■ **INFORMATION GIVEN**

• • • • •

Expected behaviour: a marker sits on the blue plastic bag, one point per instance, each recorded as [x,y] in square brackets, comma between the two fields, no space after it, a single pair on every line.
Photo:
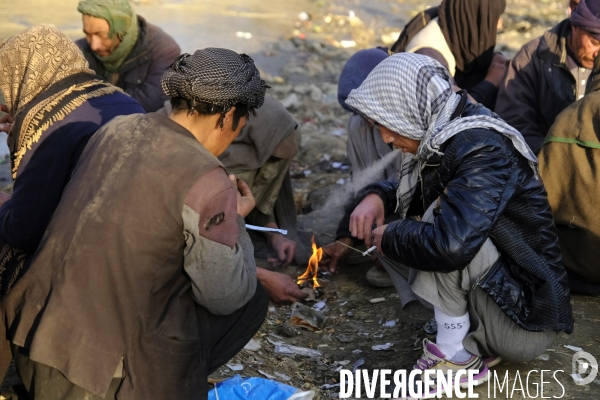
[238,388]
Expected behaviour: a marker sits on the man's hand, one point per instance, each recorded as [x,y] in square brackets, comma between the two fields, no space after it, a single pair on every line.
[246,201]
[497,69]
[4,197]
[282,246]
[281,288]
[370,211]
[6,120]
[334,253]
[378,236]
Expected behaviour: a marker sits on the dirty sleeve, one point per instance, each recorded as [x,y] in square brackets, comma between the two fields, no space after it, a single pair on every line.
[218,253]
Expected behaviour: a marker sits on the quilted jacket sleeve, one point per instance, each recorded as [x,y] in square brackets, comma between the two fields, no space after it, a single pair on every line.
[480,172]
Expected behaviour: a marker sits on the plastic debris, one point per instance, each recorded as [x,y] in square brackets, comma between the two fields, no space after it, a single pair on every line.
[253,345]
[344,339]
[573,348]
[288,349]
[283,376]
[235,367]
[245,35]
[306,317]
[359,363]
[430,327]
[382,346]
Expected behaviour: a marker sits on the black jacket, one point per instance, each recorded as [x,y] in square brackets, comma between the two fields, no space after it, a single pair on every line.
[538,85]
[486,189]
[140,74]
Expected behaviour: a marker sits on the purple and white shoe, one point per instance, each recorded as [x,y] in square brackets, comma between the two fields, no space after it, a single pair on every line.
[434,359]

• • • • •

■ **TASK DESCRIPTION**
All of the data, minus its pictures, should be repeated exactly.

■ **TASK ANSWER**
Expected behaviour: a marker sits on the blue plastic bag, one point per instance, each recorded as [x,y] in square brackets, comma between the two fields, no space after it, a single pair on every line.
Photo:
[238,388]
Expected behaviour: a marker sits on the man's hand, one point per instance, each recorded as [x,y] in square brackets, comma between the two fields, no space after it, a single pair on every line.
[246,201]
[497,69]
[4,197]
[282,246]
[281,288]
[370,211]
[6,120]
[334,253]
[378,236]
Expected behaviour: a marker sits on the dirty sleeve, one point per instance, each recorded as [x,y] in square brackets, comma between the two fields, no space after it, a single pair on every line.
[218,253]
Expected behaviour: a marker sits on the quilted jacket sleeve, one point per instance, each recorded as [x,y] in square brackets, comma between the two fields, no space after it, a single pair on every line.
[480,172]
Expected behaviour: a marker sits on the plastic debris, one point per instance, each recorded as [x,y] in square brackets, comma between the two fields, no space after it, a single pair on every line.
[253,345]
[344,339]
[573,348]
[288,349]
[283,376]
[235,367]
[245,35]
[306,317]
[359,363]
[430,327]
[382,346]
Expected behaviour: a marker sits on the black jacket, one point per instance, each recorded as [x,y] in square brackets, comma between the two fields, no space after it, a single pair on every line.
[538,85]
[486,189]
[140,74]
Expected behaviour: a marker sits on the purple and white shoe, one point per instance, each recorded as [x,y] in square brackets, comma between the two fields, no space after it, a single pair on every line.
[434,359]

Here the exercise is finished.